> [DOCUMENT]
--- START ---

While Neil is distracted by Max and his plans to change David's Tinder profile and exchanging the counselor's profile picture with a picture of Neil in costume, they both fail to notice the three Flowerscouts Sasha, Erin, and Tabii are on the side of the stage. Tabii, who is still madly in love with Neil, tells Sasha that she plans to kiss him on stage as Juliet. On stage, Neil's character Romeo is reanimated as a cyborg by mad scientist Friar Laurence, played by Dolph. While Nikki watches the scene from off stage, the Flowerscouts sneak up behind her and drag her away. Max doesn't notice his friend's capture since he's accepting a date on David's behalf from a woman named Bonquisha via the dating app.
Back on stage during Neil's monologue, Tabii, in Nikki's Juliet costume, enters the stage reciting Juliet's lines. Preston, not knowing who Tabii is but loving her acting, let's the scene continue. Right when Tabii leans in to kiss Neil, Bonquisha shows up, mistaking Neil for David and yelling at him for two timing her. Bonquisha and Tabii proceed to enter a physical altercation as Neil faints from all the pressure, while David in a panic runs on stage to stop them. Max distracts David by claiming to have just found his phone right when the FBI show up due to some peculiar google searches coming from David's phone. Such searches include "How to blow up a summer camp", "Super murder plot", and "What do boobies look like". As David is in the process of being arrested, Max takes responsibility for his actions and apologizes to the FBI and Bonquisha. The FBI question David on the location of Cameron Campbell, which he denies knowing where he is, before they let David go.

--- END ---

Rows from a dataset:
--- START ---

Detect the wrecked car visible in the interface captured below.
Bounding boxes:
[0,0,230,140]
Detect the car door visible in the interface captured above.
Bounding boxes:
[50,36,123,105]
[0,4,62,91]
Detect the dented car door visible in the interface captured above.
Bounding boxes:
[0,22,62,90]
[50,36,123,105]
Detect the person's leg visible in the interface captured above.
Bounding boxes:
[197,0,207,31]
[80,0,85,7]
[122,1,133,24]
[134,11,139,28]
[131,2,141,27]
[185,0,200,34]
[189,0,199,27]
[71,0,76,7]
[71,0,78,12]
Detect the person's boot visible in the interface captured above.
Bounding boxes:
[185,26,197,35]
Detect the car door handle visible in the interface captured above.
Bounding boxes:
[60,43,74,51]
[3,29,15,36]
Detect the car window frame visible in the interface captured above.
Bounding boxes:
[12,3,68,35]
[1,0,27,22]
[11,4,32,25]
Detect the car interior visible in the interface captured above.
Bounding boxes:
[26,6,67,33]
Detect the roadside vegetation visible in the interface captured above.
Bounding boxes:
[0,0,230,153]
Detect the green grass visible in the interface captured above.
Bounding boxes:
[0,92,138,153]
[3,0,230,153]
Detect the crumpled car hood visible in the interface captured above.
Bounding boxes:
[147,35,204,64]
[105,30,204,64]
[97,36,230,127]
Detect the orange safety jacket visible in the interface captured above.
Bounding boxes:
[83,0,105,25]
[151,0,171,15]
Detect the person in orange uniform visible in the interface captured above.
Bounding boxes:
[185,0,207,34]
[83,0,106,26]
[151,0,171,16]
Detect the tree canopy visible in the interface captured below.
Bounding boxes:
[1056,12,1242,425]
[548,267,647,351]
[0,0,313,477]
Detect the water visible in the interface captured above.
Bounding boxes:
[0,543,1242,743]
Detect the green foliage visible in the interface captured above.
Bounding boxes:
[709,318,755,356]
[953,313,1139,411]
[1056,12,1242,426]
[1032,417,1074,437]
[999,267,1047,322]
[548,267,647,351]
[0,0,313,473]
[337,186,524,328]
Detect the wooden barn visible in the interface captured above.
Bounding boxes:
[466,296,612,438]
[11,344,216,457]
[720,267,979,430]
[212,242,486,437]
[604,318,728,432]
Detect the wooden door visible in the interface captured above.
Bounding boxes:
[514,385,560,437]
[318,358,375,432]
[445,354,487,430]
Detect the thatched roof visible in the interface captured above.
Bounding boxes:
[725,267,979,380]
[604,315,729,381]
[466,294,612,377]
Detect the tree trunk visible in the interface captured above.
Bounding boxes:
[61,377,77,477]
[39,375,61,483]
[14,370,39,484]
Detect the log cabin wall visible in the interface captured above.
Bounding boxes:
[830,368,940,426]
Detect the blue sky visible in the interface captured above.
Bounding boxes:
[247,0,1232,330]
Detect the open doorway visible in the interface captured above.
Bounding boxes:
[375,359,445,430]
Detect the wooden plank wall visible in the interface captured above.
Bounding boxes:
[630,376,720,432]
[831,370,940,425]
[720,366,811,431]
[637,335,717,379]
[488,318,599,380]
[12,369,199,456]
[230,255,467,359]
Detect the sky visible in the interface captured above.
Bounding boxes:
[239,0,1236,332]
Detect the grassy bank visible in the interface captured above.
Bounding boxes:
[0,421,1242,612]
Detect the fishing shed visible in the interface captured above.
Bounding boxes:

--- END ---

> [REQUIRED WORK] Reproduce the part of the plot summary that opens with the words containing "While Neil is" and closes with "the dating app.", swapping "Flowerscouts" for "Girl Scouts". The lines aren't needed for anything here.

> [FINAL RESULT]
While Neil is distracted by Max and his plans to change David's Tinder profile and exchanging the counselor's profile picture with a picture of Neil in costume, they both fail to notice the three Girl Scouts Sasha, Erin, and Tabii are on the side of the stage. Tabii, who is still madly in love with Neil, tells Sasha that she plans to kiss him on stage as Juliet. On stage, Neil's character Romeo is reanimated as a cyborg by mad scientist Friar Laurence, played by Dolph. While Nikki watches the scene from off stage, the Girl Scouts sneak up behind her and drag her away. Max doesn't notice his friend's capture since he's accepting a date on David's behalf from a woman named Bonquisha via the dating app.